#### What to produce
Which lines in the items below contain the string "clicks", with case counting? Pull out each such line and copy it in full.

#### Provided records
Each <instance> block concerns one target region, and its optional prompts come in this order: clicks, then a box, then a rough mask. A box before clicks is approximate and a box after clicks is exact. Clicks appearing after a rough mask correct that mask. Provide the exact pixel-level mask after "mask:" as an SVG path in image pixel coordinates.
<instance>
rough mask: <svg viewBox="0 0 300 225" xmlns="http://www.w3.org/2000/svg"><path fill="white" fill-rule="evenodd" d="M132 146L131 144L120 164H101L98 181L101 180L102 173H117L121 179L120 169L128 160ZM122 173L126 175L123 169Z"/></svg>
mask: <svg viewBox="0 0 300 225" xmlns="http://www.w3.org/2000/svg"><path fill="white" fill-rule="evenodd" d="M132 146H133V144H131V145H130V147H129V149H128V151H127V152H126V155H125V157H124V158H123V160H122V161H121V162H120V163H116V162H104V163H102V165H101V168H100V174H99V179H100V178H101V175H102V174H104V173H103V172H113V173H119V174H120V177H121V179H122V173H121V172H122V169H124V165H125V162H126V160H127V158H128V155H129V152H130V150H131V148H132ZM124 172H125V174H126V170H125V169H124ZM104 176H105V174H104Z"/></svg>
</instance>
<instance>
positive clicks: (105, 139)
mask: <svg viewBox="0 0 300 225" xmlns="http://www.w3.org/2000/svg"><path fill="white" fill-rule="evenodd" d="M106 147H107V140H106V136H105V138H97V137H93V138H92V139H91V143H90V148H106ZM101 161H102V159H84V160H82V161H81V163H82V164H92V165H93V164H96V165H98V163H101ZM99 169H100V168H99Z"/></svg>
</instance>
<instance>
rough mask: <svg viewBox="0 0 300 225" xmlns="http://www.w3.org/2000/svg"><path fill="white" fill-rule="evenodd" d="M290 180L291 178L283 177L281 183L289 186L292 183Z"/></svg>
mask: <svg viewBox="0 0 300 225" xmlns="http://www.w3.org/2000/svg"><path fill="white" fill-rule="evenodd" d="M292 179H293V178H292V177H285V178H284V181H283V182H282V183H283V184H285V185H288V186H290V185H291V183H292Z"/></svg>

#### Task output
Each <instance> block concerns one target region, and its optional prompts come in this order: clicks, then a box, then a rough mask. A box before clicks is approximate and a box after clicks is exact. Clicks appearing after a rough mask correct that mask. Provide the exact pixel-level mask after "mask:" as an SVG path in image pixel coordinates.
positive clicks: (105, 139)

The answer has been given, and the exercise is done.